• Text block:
Artificial Intelligence (AI) contributed 4.9% of layoffs in May, as noted in a recent job report analysis. This is particularly notable, as the report hasn’t previously discussed AI as a reason for job cuts. Companies, like IBM, are adapting to this trend, halting hiring for positions they foresee being automated.
Although the growth of AI might appear unsettling, considering that many rely on their jobs for economic stability, it does not necessarily spell disaster for the workforce. In fact, it holds the potential for significant benefits.
Despite many recent concerns, AI – and technology in general – are positive transformative forces. Over time, technology has dramatically increased humans’ standard of living. It has taken us to the moon and the depths of the oceans. It has found ways to detect and cure diseases, significantly increasing humans’ lifespan.
AI, similarly, has driven the discovery of drugs for treating otherwise lethal ailments, can create individualized learning plans for students, and even plan humanity’s future journeys into outer space.
Unemployment triggered by job loss could temporarily decrease individuals’ spending, increase social services costs and possibly even cause protests. Furthermore, income inequality can worsen, particularly for lower-income households unable to bounce back financially and individuals with less adaptable skills. Displaced workers who have limited education and financial resources to draw upon may struggle to adapt to advanced technologies.
Given this, both private and public sector response is necessary. Companies benefit from investing in retraining their workers for positions in other areas, thereby retaining loyal employees and corporate knowledge and enhancing morale.
Education prepares the public to use and benefit from the technology and reduces both legitimate employment and theoretical concerns. AI technology developers and government agencies alike are well advised to devote resources to public AI education, which is poised to provide significant returns to both.
By investing in people and by taking steps to transition responsibly, governments can ensure that AI-driven automation leads to a better future for everyone – not just a few. With the proper policies in place, technology will drive progress and create new opportunities for all.

• Data excerpts:
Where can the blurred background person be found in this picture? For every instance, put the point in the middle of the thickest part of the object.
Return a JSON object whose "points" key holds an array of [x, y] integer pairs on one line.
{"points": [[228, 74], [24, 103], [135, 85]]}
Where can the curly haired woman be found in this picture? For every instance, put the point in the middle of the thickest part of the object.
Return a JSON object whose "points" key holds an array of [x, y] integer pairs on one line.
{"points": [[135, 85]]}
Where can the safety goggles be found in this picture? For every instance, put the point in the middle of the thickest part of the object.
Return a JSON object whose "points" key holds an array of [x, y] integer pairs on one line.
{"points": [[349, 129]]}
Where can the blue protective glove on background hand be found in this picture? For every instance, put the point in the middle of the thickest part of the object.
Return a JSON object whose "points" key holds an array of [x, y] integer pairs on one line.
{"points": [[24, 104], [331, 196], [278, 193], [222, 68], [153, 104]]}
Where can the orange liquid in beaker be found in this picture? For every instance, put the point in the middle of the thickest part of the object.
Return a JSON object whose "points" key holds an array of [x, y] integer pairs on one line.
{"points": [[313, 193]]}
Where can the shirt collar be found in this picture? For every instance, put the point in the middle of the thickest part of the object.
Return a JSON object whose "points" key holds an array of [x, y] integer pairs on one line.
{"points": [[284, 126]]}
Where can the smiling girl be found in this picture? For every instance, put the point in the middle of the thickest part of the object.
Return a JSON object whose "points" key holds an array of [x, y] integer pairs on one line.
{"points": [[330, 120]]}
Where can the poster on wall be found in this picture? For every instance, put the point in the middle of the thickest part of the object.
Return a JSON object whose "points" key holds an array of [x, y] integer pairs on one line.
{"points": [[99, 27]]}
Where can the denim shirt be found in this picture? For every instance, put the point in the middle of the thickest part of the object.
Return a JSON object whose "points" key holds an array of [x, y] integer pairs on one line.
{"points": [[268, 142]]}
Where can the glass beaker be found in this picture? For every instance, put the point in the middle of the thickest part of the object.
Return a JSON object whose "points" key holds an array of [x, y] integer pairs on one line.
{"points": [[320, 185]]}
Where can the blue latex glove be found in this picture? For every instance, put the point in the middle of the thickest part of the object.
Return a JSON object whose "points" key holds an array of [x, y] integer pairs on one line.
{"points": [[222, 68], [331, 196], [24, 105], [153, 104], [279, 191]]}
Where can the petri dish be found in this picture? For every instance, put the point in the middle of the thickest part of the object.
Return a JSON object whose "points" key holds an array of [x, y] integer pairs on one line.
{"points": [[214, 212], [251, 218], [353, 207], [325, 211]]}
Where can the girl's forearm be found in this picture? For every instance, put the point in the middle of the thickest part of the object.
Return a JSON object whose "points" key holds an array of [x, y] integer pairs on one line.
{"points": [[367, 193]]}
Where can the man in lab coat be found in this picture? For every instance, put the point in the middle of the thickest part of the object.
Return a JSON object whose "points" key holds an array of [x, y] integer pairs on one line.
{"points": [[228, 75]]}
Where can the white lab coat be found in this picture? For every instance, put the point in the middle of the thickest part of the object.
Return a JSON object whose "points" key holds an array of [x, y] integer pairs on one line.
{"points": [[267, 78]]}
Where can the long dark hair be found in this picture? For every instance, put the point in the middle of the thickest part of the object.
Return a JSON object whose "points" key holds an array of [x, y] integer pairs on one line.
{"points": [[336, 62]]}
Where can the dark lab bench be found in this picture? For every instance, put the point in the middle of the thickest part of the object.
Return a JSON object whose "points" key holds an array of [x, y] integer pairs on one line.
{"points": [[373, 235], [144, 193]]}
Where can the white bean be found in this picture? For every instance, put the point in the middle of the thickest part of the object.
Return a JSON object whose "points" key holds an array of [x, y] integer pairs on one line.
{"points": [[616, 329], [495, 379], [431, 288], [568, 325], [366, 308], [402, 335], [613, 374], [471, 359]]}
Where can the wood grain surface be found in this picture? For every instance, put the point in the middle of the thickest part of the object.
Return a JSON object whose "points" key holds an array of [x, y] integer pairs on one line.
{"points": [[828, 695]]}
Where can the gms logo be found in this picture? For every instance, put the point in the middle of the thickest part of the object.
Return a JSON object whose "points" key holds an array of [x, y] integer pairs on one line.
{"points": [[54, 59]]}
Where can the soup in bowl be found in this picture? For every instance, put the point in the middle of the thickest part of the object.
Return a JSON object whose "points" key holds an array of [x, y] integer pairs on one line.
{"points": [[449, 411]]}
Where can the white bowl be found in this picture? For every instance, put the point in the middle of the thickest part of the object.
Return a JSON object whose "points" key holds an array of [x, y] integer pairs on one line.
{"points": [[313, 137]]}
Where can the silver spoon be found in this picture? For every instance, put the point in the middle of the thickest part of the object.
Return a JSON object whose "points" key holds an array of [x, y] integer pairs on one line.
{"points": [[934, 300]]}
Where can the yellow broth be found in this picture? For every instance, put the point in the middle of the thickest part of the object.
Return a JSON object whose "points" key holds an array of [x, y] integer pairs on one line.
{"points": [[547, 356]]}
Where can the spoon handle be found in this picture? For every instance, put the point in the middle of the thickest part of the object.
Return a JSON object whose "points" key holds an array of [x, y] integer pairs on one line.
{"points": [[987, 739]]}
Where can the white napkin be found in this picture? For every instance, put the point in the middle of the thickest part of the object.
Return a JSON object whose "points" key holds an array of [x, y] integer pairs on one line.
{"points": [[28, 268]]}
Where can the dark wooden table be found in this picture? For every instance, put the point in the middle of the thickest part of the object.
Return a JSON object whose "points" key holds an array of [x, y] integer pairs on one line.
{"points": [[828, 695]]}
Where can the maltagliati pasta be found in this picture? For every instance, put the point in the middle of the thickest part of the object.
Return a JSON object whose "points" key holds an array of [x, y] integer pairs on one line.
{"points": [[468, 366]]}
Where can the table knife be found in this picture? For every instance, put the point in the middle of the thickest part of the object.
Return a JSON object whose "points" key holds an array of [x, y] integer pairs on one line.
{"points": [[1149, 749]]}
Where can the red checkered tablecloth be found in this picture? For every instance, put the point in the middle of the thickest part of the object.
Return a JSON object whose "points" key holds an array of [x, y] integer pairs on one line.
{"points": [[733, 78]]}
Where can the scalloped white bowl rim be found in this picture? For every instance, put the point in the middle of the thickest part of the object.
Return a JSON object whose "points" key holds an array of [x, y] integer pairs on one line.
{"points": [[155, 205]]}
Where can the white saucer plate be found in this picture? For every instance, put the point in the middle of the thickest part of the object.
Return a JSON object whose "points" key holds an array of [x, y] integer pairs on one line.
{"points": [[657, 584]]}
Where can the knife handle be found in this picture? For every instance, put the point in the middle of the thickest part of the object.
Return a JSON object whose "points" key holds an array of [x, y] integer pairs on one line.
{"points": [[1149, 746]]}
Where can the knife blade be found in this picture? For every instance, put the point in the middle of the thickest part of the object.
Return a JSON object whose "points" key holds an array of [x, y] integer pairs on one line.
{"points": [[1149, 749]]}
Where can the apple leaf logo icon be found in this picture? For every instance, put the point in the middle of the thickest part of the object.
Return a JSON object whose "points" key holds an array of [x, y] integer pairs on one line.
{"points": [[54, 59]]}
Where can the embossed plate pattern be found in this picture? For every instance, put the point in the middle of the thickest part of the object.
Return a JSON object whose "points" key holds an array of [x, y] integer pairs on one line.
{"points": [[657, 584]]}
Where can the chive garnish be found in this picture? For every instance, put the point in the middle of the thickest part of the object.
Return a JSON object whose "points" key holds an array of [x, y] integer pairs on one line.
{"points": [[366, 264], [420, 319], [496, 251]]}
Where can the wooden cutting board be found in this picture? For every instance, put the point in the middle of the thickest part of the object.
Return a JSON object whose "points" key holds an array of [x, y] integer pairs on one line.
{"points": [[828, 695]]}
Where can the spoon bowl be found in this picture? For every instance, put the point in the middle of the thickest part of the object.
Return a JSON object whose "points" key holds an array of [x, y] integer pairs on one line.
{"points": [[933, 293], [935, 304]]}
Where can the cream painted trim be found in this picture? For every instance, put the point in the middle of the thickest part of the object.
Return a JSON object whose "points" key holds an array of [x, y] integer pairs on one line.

• Exercises to complete:
**a.** According to the text on AI and jobs, what share of May layoffs did AI account for?
**b.** Please say whether each statement agrees with the text on AI and jobs, and quote the deciding words: (i) IBM has stopped hiring for positions it expects to be automated. (ii) The job report had cited AI as a reason for job cuts before. (iii) Retraining workers lets companies keep corporate knowledge.

• Responses for each task:
**a.** 4.9%

**b.**
(i) Yes: "Companies, like IBM, are adapting to this trend, halting hiring for positions they foresee being automated."
(ii) No: "the report hasn’t previously discussed AI as a reason for job cuts"
(iii) Yes: "thereby retaining loyal employees and corporate knowledge and enhancing morale"